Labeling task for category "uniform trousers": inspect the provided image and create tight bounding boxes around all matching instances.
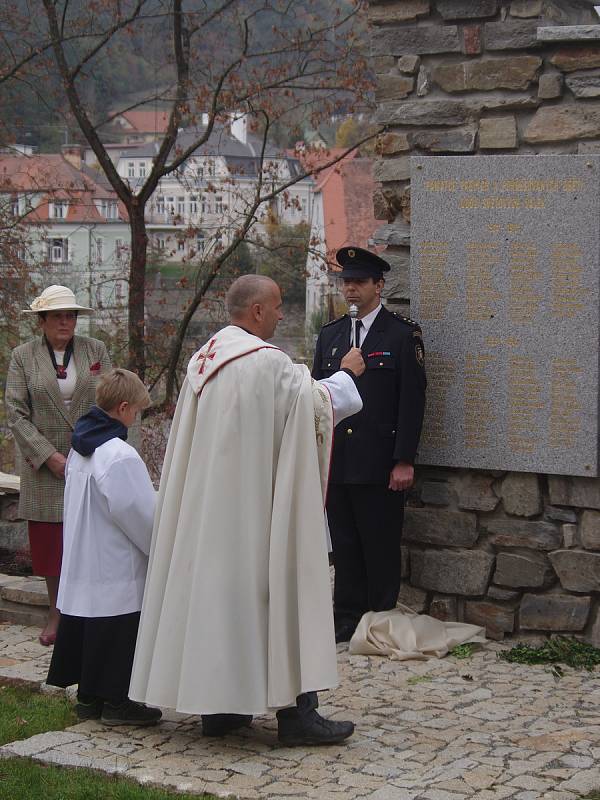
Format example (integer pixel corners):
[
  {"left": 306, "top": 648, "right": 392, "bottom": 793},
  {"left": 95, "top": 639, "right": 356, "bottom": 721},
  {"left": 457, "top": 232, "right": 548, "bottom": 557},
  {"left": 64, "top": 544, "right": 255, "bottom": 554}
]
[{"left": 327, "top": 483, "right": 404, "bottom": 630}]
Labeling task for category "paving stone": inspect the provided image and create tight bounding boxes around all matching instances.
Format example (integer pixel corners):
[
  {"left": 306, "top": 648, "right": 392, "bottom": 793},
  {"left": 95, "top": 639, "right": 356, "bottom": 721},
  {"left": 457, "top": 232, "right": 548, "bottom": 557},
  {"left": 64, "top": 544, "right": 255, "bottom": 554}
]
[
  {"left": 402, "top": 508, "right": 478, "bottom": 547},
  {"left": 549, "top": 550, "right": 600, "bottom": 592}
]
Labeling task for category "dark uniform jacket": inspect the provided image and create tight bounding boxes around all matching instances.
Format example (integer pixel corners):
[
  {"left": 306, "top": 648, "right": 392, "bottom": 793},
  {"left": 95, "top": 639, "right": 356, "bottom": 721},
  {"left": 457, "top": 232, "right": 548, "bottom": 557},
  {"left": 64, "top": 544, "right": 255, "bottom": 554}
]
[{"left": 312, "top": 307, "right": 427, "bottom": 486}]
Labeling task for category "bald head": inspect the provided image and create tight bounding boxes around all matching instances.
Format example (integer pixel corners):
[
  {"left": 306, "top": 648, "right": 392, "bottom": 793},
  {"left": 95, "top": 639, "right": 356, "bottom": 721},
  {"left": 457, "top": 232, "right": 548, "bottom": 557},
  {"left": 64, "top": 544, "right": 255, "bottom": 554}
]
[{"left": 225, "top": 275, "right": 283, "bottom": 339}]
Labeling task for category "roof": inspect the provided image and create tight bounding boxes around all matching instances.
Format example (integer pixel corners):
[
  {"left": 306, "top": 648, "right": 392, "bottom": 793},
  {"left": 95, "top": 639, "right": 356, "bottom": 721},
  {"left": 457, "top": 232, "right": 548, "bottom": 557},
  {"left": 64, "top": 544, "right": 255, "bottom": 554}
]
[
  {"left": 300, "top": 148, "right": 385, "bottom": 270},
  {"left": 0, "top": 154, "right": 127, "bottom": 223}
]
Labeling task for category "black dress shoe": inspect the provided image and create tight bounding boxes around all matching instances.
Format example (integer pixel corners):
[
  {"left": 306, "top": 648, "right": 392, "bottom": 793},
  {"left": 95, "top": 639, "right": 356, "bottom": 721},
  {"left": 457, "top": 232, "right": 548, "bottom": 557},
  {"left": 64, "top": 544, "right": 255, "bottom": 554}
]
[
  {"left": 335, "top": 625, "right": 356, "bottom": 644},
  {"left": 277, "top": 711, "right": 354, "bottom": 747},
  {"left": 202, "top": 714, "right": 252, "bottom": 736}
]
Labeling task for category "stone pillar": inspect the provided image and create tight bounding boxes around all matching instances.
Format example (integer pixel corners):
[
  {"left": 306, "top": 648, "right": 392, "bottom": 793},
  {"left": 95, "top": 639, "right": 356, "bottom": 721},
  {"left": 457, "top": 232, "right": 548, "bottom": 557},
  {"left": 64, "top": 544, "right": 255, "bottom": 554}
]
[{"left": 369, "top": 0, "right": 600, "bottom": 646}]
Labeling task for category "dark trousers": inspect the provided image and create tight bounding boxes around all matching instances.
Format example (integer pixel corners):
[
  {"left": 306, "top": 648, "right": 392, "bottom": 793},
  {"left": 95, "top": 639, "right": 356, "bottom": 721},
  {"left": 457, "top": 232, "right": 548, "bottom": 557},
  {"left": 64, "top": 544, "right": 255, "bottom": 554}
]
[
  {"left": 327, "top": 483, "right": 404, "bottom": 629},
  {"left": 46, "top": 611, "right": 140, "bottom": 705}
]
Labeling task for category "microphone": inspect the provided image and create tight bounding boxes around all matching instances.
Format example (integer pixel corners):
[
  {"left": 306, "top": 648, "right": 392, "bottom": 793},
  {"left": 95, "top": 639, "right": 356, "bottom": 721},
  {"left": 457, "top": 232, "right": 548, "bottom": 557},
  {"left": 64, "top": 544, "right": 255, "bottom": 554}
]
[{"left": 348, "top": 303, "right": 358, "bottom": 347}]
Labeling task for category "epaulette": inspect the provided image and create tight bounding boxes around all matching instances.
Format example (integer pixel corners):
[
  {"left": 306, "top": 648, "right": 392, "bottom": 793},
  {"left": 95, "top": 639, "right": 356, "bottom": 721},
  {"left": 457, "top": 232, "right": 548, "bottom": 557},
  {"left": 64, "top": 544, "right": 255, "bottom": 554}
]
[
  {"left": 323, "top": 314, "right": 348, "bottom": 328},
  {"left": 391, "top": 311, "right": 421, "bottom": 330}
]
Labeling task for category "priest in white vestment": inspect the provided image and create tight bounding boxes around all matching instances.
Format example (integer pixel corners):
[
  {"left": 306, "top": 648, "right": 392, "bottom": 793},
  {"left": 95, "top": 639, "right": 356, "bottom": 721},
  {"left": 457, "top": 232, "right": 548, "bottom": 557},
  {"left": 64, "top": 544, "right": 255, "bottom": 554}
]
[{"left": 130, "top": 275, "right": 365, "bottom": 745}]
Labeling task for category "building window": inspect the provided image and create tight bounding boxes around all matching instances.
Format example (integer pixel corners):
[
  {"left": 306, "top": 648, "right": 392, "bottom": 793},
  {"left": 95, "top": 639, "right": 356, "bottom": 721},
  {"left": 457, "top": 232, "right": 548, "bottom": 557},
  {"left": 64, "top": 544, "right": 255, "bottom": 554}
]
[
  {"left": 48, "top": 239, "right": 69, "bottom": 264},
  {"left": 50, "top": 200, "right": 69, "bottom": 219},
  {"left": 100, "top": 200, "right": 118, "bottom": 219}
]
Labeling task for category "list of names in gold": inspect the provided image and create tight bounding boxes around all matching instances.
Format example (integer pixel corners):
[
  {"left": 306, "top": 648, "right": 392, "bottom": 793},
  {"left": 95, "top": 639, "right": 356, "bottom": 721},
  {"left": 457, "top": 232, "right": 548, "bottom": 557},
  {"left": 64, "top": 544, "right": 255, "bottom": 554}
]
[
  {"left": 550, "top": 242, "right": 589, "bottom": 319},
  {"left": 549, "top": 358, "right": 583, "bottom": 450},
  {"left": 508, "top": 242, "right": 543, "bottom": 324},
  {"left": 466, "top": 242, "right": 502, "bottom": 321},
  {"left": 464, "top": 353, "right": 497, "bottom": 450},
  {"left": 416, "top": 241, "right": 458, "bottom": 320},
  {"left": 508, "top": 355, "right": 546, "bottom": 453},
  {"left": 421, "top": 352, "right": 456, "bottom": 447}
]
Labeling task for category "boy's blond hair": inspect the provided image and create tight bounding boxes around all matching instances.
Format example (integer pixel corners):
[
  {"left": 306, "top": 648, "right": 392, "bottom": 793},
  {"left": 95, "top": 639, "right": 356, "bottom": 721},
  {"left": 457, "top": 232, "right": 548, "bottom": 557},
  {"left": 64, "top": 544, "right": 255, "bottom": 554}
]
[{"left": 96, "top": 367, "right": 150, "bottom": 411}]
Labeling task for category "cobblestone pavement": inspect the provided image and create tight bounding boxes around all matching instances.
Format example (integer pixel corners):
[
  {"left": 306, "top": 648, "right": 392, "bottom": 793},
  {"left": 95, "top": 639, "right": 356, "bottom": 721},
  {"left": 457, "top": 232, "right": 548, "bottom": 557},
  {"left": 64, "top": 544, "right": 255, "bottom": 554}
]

★ ★ ★ ★

What is needed:
Reproduce the full listing faithfully, but do not carry over any pictures.

The solution:
Labeling task for category "uniform trousers": inspect the provided image and create tight bounding boxes around all matching instances.
Format example (integer pixel corners):
[
  {"left": 306, "top": 648, "right": 392, "bottom": 793},
  {"left": 95, "top": 639, "right": 356, "bottom": 721},
  {"left": 457, "top": 232, "right": 548, "bottom": 557},
  {"left": 64, "top": 544, "right": 255, "bottom": 554}
]
[{"left": 327, "top": 483, "right": 404, "bottom": 630}]
Labeling task for category "paving stone": inspect the provided image and create tight bounding boxes around all matching instances.
Format example (integer pixel corners):
[
  {"left": 306, "top": 648, "right": 392, "bottom": 793},
  {"left": 95, "top": 639, "right": 356, "bottom": 721},
  {"left": 457, "top": 232, "right": 548, "bottom": 557},
  {"left": 64, "top": 544, "right": 255, "bottom": 554}
]
[
  {"left": 402, "top": 508, "right": 478, "bottom": 547},
  {"left": 549, "top": 550, "right": 600, "bottom": 592}
]
Labeling task for category "dark uniform jacket": inspect the provided image and create tight bounding boxes around all matching instances.
Format example (integer pixel corners):
[
  {"left": 306, "top": 648, "right": 392, "bottom": 793},
  {"left": 95, "top": 639, "right": 356, "bottom": 721},
  {"left": 457, "top": 232, "right": 548, "bottom": 557},
  {"left": 64, "top": 544, "right": 255, "bottom": 554}
]
[{"left": 312, "top": 307, "right": 427, "bottom": 486}]
Labeling task for category "bald head": inspect the provided image and create tight bounding boxes around all matching instances.
Format example (integer pixel corners):
[
  {"left": 306, "top": 648, "right": 392, "bottom": 793},
  {"left": 95, "top": 639, "right": 356, "bottom": 721},
  {"left": 457, "top": 232, "right": 548, "bottom": 557},
  {"left": 64, "top": 544, "right": 255, "bottom": 554}
]
[{"left": 225, "top": 275, "right": 283, "bottom": 339}]
Labeling task for category "roof": inspect the provided image and create tight bounding boxes around all matching instances.
Format example (integer pixel corners):
[
  {"left": 306, "top": 648, "right": 392, "bottom": 793},
  {"left": 95, "top": 639, "right": 356, "bottom": 721},
  {"left": 457, "top": 232, "right": 548, "bottom": 557},
  {"left": 64, "top": 544, "right": 255, "bottom": 554}
]
[
  {"left": 300, "top": 148, "right": 385, "bottom": 270},
  {"left": 0, "top": 154, "right": 127, "bottom": 223}
]
Labeling task for category "black dress shoe": inspect the provided image and create tight bounding boxes around all matching instances.
Format example (integer pixel corners):
[
  {"left": 306, "top": 648, "right": 392, "bottom": 793},
  {"left": 95, "top": 639, "right": 356, "bottom": 721},
  {"left": 457, "top": 232, "right": 548, "bottom": 557},
  {"left": 64, "top": 544, "right": 255, "bottom": 554}
]
[
  {"left": 335, "top": 625, "right": 356, "bottom": 644},
  {"left": 277, "top": 711, "right": 354, "bottom": 747},
  {"left": 202, "top": 714, "right": 252, "bottom": 736}
]
Labeling task for category "stone pillar": inspect the provided image and create tight bounding boxes around all matching instances.
Format example (integer pixel corners):
[
  {"left": 306, "top": 648, "right": 392, "bottom": 793},
  {"left": 95, "top": 639, "right": 356, "bottom": 721},
  {"left": 457, "top": 232, "right": 548, "bottom": 557},
  {"left": 64, "top": 544, "right": 255, "bottom": 554}
]
[{"left": 369, "top": 0, "right": 600, "bottom": 646}]
Labeling task for category "dark trousers": inspect the provided image and create tight bounding boxes around all matching instances.
Format example (integer pixel corners):
[
  {"left": 306, "top": 648, "right": 392, "bottom": 793},
  {"left": 95, "top": 639, "right": 356, "bottom": 721},
  {"left": 457, "top": 232, "right": 548, "bottom": 557},
  {"left": 64, "top": 544, "right": 255, "bottom": 554}
]
[
  {"left": 327, "top": 483, "right": 404, "bottom": 629},
  {"left": 46, "top": 611, "right": 140, "bottom": 705}
]
Labeling task for category "microphone": inspect the provided image and create tight bounding boxes around all matching instances.
Format example (integer pixel corners):
[
  {"left": 306, "top": 648, "right": 392, "bottom": 793},
  {"left": 95, "top": 639, "right": 356, "bottom": 721},
  {"left": 457, "top": 232, "right": 548, "bottom": 557},
  {"left": 64, "top": 544, "right": 255, "bottom": 554}
]
[{"left": 348, "top": 303, "right": 358, "bottom": 347}]
Labeling task for category "epaulette": inspect the provided image and create tight bounding boxes around all matching instances.
Format example (integer pixel corners):
[
  {"left": 306, "top": 648, "right": 392, "bottom": 793},
  {"left": 95, "top": 639, "right": 356, "bottom": 721},
  {"left": 457, "top": 232, "right": 548, "bottom": 557},
  {"left": 64, "top": 544, "right": 255, "bottom": 554}
]
[
  {"left": 323, "top": 314, "right": 348, "bottom": 328},
  {"left": 391, "top": 311, "right": 421, "bottom": 330}
]
Labeling task for category "priest in white vestment": inspect the provided image and create tight bounding boxes around all matching instances.
Format example (integer pixel corners):
[
  {"left": 306, "top": 648, "right": 392, "bottom": 793},
  {"left": 95, "top": 639, "right": 356, "bottom": 721},
  {"left": 457, "top": 232, "right": 548, "bottom": 557},
  {"left": 64, "top": 544, "right": 255, "bottom": 554}
]
[{"left": 130, "top": 275, "right": 365, "bottom": 745}]
Labeling task for category "building window": inspect the provided image and create tight bounding boxes around all matching instances.
Format example (integer pixel corners):
[
  {"left": 306, "top": 648, "right": 392, "bottom": 793},
  {"left": 95, "top": 639, "right": 356, "bottom": 721},
  {"left": 457, "top": 232, "right": 548, "bottom": 557},
  {"left": 64, "top": 544, "right": 255, "bottom": 554}
]
[
  {"left": 48, "top": 239, "right": 69, "bottom": 264},
  {"left": 50, "top": 200, "right": 69, "bottom": 219},
  {"left": 100, "top": 200, "right": 118, "bottom": 219}
]
Labeling task for category "list of names in gold": inspect the provided image and create tight bounding boxes around all matching instances.
Format example (integer pixel corners):
[
  {"left": 306, "top": 648, "right": 392, "bottom": 793},
  {"left": 95, "top": 639, "right": 356, "bottom": 721},
  {"left": 457, "top": 232, "right": 548, "bottom": 557},
  {"left": 64, "top": 544, "right": 255, "bottom": 554}
]
[
  {"left": 550, "top": 242, "right": 589, "bottom": 319},
  {"left": 549, "top": 358, "right": 583, "bottom": 450},
  {"left": 508, "top": 242, "right": 543, "bottom": 324},
  {"left": 466, "top": 242, "right": 502, "bottom": 321},
  {"left": 464, "top": 353, "right": 497, "bottom": 450},
  {"left": 416, "top": 241, "right": 458, "bottom": 320},
  {"left": 508, "top": 355, "right": 546, "bottom": 453},
  {"left": 421, "top": 352, "right": 456, "bottom": 447}
]
Labeling task for category "boy's blond hair": inspect the provided image and create tight bounding boxes around all matching instances.
Format example (integer pixel corners):
[
  {"left": 306, "top": 648, "right": 392, "bottom": 793},
  {"left": 95, "top": 639, "right": 356, "bottom": 721},
  {"left": 457, "top": 232, "right": 548, "bottom": 557},
  {"left": 64, "top": 544, "right": 255, "bottom": 554}
]
[{"left": 96, "top": 367, "right": 150, "bottom": 411}]
Labeling task for category "cobblestone pavement": inspect the provided image and create tight bounding boxes around all matching instances.
Format example (integer pixel corners):
[
  {"left": 306, "top": 648, "right": 392, "bottom": 793},
  {"left": 95, "top": 639, "right": 356, "bottom": 721},
  {"left": 457, "top": 232, "right": 548, "bottom": 557},
  {"left": 64, "top": 544, "right": 255, "bottom": 554}
]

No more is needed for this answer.